Reproduce, word for word, the stretch of the data from the line containing "shirt with a single point, one per instance." through the end of the data.

● **STORED DATA**:
((

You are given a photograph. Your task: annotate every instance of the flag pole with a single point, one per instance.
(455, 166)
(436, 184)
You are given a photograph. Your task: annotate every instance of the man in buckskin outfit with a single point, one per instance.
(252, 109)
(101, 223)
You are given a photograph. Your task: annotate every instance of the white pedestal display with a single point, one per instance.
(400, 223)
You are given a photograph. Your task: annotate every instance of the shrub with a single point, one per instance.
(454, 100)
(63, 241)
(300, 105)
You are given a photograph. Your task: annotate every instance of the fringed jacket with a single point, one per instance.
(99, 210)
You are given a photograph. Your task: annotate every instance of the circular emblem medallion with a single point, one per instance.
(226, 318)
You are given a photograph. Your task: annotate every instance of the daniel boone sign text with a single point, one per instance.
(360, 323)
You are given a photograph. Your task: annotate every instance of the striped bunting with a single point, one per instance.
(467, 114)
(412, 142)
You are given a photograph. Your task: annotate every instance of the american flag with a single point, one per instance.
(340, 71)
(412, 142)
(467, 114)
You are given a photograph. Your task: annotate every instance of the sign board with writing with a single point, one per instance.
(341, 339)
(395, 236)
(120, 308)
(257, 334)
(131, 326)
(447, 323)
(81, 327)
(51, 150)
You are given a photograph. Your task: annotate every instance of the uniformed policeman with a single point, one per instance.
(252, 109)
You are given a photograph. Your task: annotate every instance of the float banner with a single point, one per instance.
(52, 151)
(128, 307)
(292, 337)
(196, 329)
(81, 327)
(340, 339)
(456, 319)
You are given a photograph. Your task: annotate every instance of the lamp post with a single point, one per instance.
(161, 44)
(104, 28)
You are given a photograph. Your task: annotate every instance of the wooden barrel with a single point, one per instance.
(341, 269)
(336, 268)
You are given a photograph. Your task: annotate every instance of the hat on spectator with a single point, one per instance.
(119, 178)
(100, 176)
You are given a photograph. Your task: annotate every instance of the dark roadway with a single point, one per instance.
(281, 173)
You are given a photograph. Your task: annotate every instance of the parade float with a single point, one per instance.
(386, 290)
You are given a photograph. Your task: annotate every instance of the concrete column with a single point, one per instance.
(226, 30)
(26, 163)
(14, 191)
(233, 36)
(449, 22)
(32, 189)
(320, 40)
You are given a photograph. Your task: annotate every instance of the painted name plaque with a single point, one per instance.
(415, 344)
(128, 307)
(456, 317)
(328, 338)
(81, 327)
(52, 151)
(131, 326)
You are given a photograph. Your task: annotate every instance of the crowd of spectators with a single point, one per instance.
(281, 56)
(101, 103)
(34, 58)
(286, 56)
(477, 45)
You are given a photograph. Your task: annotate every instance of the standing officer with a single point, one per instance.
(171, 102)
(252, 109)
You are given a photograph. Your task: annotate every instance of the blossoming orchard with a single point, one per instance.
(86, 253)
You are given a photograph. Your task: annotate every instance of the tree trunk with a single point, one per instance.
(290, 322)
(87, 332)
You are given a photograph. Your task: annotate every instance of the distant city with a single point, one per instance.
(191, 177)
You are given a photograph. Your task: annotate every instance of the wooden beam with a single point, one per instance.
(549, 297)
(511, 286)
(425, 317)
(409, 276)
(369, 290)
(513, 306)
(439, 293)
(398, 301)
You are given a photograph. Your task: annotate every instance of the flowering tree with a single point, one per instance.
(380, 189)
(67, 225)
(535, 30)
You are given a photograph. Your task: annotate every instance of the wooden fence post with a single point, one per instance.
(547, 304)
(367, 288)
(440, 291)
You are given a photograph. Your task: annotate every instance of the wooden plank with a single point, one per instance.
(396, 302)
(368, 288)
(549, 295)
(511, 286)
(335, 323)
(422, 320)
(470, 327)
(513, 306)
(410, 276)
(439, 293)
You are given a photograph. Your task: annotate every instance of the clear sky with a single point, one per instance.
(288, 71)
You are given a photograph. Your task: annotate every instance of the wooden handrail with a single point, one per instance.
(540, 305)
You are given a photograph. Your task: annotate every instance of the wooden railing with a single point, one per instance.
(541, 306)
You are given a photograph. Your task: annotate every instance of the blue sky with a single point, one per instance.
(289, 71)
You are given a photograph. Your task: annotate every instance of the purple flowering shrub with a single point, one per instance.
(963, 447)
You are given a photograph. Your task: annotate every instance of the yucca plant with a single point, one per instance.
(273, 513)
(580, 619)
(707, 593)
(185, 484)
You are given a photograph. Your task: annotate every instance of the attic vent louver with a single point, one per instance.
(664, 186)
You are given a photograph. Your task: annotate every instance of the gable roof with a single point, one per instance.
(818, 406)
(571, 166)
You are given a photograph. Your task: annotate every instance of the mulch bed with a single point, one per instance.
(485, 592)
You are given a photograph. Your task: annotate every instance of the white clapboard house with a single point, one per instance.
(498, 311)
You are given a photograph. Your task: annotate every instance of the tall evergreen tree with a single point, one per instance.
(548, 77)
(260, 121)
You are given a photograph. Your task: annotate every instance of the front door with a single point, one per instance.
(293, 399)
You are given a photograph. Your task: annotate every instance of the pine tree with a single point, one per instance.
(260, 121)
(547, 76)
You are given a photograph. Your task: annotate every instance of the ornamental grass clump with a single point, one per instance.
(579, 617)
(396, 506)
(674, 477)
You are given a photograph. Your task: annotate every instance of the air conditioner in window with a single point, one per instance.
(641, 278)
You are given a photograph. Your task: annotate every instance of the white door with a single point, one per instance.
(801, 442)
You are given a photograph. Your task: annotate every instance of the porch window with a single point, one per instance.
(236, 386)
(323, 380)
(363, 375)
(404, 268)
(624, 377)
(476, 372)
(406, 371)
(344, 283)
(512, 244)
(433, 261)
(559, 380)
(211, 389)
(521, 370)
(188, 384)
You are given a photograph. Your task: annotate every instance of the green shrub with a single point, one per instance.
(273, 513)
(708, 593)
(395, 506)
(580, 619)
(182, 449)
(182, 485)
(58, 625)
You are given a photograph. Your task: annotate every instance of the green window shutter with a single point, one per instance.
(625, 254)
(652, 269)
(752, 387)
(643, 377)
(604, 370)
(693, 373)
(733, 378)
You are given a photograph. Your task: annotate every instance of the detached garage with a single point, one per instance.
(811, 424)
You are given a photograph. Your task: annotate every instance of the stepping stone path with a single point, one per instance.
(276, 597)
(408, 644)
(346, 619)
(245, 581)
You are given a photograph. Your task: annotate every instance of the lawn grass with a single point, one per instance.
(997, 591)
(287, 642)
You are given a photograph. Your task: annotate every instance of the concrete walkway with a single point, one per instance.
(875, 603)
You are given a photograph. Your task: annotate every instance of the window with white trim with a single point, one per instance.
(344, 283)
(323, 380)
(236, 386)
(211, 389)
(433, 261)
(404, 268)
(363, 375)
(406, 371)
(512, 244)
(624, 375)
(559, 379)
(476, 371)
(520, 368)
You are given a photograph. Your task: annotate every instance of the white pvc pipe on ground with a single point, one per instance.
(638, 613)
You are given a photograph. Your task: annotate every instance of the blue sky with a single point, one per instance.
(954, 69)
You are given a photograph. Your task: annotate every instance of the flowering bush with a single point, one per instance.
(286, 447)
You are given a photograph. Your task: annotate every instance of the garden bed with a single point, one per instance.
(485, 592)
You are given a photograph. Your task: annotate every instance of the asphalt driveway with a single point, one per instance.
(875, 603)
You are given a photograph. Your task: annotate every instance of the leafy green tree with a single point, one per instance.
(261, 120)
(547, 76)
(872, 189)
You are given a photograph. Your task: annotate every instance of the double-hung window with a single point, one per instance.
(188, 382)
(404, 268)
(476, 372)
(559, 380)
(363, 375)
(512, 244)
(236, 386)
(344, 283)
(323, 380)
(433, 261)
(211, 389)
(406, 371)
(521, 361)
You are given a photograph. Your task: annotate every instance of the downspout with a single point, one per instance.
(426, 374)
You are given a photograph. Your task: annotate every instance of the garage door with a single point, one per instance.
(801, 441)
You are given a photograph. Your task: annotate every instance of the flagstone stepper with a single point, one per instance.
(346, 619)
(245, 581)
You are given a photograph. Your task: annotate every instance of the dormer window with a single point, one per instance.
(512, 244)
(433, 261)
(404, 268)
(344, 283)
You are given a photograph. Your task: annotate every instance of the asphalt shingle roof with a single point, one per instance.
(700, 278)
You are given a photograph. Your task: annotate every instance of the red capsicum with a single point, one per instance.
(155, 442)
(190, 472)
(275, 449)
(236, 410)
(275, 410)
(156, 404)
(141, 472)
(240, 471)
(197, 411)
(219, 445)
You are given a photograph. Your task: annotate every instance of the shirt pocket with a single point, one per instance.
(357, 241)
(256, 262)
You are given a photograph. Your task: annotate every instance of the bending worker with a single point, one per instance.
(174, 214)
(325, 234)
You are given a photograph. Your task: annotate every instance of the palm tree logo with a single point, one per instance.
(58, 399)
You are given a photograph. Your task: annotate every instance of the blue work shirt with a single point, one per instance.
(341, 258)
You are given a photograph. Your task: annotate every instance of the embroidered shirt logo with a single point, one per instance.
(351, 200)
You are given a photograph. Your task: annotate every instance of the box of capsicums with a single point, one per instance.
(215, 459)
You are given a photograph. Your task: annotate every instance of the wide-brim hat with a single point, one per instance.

))

● **COMPLETED EXERCISE**:
You are given a photograph. Your task: annotate every instance of the blue work shirt with a single point, one per instance.
(341, 258)
You are given a photograph. Your task: annotate every instance of the embroidered shirt logo with a single point, one per instance.
(351, 200)
You are given a photograph. Your task: annotate every instance of the box of capsicums with a single point, one per instance.
(215, 459)
You are given a photograph. Your task: annotate every instance of the wide-brim hat with a single point, one per instance.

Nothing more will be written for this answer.